> DATA RECORDS
>>

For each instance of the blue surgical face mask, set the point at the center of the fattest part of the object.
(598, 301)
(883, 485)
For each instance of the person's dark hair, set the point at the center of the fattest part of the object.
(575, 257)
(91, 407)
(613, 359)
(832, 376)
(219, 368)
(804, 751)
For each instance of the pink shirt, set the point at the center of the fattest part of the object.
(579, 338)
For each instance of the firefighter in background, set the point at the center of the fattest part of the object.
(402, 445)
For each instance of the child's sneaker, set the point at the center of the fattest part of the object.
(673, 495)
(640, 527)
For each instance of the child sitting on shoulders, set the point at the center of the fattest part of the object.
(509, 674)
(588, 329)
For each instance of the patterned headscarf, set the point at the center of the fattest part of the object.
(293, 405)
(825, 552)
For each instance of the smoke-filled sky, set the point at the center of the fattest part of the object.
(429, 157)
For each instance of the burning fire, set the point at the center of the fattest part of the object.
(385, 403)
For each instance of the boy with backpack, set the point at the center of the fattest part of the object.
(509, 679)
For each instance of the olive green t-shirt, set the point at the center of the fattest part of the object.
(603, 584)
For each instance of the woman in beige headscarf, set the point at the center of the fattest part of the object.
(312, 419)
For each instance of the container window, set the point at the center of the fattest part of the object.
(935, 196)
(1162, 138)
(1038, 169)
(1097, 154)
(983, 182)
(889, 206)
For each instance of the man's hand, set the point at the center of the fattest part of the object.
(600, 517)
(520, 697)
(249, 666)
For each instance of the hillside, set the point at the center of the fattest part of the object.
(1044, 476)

<<
>>

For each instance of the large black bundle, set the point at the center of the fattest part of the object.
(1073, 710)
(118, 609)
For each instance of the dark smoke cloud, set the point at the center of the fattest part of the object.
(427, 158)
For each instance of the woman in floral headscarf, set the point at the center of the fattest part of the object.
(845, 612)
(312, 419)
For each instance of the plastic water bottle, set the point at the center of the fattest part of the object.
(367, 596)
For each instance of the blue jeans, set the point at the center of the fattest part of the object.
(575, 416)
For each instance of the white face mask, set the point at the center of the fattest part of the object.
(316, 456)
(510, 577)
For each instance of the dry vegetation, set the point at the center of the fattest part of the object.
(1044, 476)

<<
>>

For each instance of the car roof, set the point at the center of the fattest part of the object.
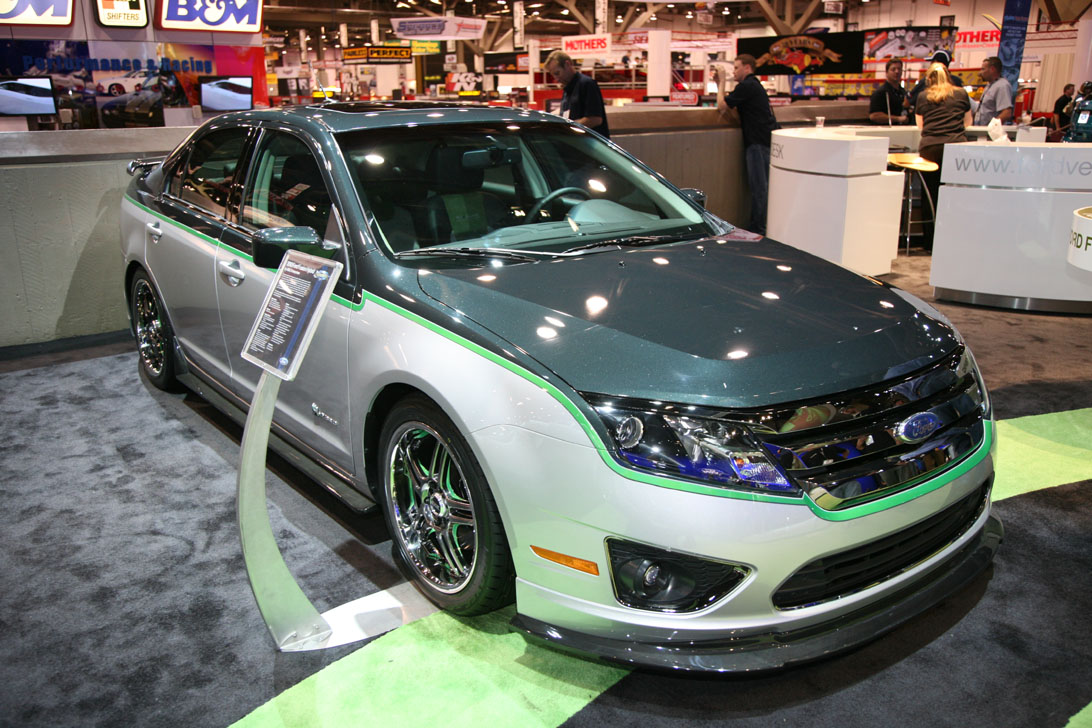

<<

> TASK DIRECTIONS
Find every line in the records above that contains the word "blue", matching case exactly, and copy each of those lines.

> THE COMPLETED TASK
For each instance of the blue surgical face mask, set the point at the center of the fattest part of the object.
For each instance of the blue jeans, set the point at the center of the fattest part of the object.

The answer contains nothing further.